◆ **Records for this exercise**
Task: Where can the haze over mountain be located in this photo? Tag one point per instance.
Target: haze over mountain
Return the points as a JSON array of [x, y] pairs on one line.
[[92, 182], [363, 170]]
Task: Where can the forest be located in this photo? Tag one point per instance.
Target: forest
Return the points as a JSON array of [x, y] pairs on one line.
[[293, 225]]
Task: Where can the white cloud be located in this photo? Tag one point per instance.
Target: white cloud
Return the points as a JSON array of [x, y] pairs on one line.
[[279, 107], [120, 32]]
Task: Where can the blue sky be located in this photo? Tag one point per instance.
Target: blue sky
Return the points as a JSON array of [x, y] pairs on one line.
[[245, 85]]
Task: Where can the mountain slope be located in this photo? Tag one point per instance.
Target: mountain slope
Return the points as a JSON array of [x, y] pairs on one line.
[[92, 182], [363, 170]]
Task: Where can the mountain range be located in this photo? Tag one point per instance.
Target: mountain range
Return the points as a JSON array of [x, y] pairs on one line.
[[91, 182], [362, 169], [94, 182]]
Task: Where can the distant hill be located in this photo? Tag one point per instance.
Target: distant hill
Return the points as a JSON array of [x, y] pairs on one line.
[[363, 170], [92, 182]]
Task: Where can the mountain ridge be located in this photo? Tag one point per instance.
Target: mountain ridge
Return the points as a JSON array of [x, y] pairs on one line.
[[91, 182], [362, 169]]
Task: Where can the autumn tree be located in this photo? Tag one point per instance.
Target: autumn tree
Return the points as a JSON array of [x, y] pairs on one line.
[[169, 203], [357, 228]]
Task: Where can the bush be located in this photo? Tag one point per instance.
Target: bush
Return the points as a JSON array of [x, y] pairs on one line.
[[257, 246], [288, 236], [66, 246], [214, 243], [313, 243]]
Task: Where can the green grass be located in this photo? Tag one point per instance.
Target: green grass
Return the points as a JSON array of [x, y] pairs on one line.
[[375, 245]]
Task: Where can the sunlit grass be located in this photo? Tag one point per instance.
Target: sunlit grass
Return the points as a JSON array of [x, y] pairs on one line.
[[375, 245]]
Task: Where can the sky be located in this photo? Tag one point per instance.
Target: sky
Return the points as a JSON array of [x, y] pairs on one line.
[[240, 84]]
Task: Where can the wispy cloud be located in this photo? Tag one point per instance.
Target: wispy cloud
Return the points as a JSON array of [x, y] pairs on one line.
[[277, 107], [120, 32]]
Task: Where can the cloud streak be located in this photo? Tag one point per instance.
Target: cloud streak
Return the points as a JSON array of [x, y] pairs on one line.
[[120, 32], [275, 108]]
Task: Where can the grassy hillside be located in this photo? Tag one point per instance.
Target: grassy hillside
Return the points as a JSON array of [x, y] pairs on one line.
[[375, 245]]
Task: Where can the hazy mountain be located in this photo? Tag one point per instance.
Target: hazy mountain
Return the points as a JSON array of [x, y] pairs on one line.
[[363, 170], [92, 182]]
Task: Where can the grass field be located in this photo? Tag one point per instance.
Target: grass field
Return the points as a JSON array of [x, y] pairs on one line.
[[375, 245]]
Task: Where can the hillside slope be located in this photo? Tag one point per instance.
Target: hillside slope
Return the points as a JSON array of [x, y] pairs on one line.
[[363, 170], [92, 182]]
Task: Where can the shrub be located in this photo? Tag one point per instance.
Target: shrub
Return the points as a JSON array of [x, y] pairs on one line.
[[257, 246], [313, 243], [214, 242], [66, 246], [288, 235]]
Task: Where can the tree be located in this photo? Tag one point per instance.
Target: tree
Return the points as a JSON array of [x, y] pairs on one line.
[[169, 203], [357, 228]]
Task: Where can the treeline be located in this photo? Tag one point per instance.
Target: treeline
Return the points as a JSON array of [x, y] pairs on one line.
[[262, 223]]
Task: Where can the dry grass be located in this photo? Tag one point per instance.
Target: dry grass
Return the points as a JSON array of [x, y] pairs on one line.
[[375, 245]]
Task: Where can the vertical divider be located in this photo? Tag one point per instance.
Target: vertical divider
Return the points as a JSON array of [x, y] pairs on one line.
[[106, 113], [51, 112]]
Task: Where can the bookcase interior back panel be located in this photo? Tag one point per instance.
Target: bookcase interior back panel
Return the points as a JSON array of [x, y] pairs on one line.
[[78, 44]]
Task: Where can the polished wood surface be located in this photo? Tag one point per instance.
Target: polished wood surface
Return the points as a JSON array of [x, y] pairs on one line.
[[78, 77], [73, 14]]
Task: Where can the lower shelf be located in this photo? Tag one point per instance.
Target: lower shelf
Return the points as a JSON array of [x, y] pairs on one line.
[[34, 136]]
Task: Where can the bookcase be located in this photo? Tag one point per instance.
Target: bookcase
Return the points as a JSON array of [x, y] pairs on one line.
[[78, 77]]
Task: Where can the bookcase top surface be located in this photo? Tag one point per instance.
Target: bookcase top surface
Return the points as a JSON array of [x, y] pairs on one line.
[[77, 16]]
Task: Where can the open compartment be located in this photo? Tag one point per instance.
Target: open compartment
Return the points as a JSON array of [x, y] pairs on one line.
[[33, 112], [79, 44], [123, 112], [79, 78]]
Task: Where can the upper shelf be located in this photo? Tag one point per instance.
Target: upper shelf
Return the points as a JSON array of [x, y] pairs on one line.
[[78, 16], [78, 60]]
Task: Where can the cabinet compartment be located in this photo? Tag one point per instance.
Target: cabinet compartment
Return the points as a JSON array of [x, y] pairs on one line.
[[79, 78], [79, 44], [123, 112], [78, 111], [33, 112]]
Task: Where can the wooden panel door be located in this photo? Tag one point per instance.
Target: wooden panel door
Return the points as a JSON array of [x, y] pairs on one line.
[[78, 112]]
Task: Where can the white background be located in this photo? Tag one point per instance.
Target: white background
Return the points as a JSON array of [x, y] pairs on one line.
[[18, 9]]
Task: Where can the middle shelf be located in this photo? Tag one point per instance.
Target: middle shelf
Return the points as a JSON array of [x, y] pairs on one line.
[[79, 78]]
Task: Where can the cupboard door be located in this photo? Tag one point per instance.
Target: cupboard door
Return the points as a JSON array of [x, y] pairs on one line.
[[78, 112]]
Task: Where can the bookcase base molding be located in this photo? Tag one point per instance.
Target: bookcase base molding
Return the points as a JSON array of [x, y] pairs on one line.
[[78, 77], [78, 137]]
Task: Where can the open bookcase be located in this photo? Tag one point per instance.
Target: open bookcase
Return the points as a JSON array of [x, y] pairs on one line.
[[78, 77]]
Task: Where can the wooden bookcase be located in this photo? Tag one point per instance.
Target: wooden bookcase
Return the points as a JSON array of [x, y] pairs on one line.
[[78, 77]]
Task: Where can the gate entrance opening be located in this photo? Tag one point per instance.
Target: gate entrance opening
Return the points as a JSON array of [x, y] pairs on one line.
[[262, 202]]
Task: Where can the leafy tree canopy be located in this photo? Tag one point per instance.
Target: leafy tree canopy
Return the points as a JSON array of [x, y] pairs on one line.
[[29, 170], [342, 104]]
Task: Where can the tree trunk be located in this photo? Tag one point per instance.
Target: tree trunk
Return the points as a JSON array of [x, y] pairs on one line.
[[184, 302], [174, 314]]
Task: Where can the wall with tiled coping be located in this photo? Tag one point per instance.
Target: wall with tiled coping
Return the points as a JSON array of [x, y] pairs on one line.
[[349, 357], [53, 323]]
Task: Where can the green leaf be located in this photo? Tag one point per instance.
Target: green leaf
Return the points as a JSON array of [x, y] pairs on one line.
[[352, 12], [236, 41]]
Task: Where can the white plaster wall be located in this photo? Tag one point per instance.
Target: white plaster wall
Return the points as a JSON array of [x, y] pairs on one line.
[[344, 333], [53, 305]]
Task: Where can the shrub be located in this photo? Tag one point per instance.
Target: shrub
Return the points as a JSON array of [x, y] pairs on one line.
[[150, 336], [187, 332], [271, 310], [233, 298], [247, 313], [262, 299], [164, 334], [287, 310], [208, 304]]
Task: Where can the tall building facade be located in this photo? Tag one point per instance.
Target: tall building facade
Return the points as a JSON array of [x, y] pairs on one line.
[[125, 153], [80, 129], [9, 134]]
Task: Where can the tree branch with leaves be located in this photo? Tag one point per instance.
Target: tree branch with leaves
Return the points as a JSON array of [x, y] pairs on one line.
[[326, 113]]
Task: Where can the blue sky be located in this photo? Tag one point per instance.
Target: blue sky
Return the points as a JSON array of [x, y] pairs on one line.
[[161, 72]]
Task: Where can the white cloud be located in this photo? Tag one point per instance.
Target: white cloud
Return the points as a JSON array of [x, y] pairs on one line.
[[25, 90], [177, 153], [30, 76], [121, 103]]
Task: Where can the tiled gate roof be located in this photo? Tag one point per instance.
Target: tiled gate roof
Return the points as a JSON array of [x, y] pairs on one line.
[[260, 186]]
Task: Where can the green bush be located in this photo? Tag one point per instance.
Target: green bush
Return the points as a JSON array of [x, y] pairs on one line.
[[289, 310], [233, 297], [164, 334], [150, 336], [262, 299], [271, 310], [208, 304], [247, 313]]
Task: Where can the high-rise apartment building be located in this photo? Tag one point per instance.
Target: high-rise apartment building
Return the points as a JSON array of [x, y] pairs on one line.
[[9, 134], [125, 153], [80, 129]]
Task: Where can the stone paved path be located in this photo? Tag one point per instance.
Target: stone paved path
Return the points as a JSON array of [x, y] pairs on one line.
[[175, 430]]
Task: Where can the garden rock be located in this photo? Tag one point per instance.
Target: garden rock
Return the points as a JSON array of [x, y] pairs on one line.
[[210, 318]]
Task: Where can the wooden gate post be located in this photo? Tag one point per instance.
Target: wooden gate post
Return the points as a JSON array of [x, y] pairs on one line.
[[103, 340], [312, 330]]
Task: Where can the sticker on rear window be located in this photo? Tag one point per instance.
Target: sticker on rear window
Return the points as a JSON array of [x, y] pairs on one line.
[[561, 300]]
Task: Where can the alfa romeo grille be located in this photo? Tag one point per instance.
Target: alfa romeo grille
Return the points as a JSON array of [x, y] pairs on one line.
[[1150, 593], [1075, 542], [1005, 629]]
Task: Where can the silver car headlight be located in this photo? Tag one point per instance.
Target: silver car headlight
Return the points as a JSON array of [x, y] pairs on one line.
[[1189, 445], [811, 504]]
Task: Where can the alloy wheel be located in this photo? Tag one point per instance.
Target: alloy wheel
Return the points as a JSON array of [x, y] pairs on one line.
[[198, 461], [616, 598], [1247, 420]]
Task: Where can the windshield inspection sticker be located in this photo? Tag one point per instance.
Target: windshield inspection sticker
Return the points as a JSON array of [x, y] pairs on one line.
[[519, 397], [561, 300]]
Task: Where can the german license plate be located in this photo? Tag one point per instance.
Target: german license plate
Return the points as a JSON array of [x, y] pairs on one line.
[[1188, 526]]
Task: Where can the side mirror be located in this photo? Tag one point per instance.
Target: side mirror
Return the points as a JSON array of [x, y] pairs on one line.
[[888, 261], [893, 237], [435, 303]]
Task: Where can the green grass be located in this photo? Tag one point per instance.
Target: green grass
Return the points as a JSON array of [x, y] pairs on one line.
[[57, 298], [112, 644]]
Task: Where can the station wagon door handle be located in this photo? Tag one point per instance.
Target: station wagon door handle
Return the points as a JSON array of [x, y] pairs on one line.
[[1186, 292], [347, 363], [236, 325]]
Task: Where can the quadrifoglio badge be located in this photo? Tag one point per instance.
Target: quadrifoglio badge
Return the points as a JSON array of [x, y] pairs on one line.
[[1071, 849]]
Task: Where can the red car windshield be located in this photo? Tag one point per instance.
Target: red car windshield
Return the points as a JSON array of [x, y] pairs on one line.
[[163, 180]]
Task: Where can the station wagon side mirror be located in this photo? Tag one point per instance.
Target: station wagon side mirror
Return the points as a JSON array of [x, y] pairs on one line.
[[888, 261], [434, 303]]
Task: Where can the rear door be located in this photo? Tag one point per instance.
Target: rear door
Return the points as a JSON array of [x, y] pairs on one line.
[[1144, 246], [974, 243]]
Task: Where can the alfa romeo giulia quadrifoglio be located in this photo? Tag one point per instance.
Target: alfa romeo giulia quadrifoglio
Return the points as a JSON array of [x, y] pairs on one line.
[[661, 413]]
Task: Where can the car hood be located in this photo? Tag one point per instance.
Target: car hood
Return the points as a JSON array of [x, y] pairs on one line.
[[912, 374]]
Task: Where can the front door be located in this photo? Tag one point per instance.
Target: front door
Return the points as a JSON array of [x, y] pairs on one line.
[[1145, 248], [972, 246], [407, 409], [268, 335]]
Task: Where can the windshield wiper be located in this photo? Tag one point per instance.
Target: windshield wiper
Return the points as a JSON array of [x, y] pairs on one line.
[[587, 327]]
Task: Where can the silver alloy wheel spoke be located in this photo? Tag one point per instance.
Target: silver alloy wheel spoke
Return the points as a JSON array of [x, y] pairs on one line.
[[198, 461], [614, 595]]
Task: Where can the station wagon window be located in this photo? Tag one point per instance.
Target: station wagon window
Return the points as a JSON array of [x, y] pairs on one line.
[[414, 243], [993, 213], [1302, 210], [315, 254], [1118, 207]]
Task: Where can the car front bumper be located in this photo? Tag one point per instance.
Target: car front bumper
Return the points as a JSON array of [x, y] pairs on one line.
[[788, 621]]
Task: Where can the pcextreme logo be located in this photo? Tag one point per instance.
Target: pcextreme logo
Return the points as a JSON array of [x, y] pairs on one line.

◆ **Instructions to follow**
Swap "bookcase" for "bookshelf" in the records, beginning at the line that contains "Task: Where can the open compartment" and stopping after the line that contains "[[262, 202]]". Write out only those lines, leaving everything else in them unchanged.

◆ **Answer to the problem**
Task: Where can the open compartment be located in this photo? Tag one point per instance.
Target: open compartment
Return the points as a JSON array of [x, y] pairs on one line.
[[33, 112], [79, 44], [123, 112], [79, 78]]
Task: Where can the upper shelf be located in this photo? Tag one point per instance.
Target: upper shelf
Return the points as a JSON array of [x, y] pairs on one line.
[[78, 16], [78, 60]]
Task: Where can the cabinet compartment be located in this photo? Tag one point per instance.
Target: cabinet compartment
Return the points as a JSON array of [x, y] pairs on one line.
[[79, 78], [79, 44], [123, 112], [78, 111], [33, 112]]
Task: Where can the wooden panel door be located in this photo? Tag one point per instance.
Target: wooden panel door
Return the points as a JSON array of [x, y] pairs on one line.
[[78, 112]]
Task: Where can the white background be located in this photo? Tag one point per instance.
Target: white background
Return the points as a JSON array of [x, y] pairs on one line.
[[18, 9]]
Task: Where can the middle shelf be located in this photo? Tag one point per instance.
Target: middle shelf
Return the points as a JSON array of [x, y] pairs on one line.
[[79, 78]]
Task: Where can the cupboard door be located in this photo? Tag one point per instance.
Target: cupboard door
Return the points as a JSON array of [x, y] pairs on one line.
[[78, 112]]
Task: Where can the bookshelf base molding be located in this photo? Tag one point per instance.
Target: bookshelf base molding
Return the points as a JSON array of [x, y] pairs on one line.
[[78, 77], [78, 137]]
Task: Where can the open bookshelf be located in this photo? Tag one point per instance.
Target: open bookshelf
Return the points as a JSON array of [x, y] pairs on one line.
[[78, 77]]
Task: Where can the wooden bookshelf be located in this photo? Tag one point per instance.
Target: wooden bookshelf
Return the points as a JSON array of [x, y] pairs on one line.
[[78, 77]]
Task: Where can the gate entrance opening be located in this photo? Tag one point per instance.
Target: gate entrance opening
Return the points as a JSON array of [x, y] pairs on one line.
[[262, 202]]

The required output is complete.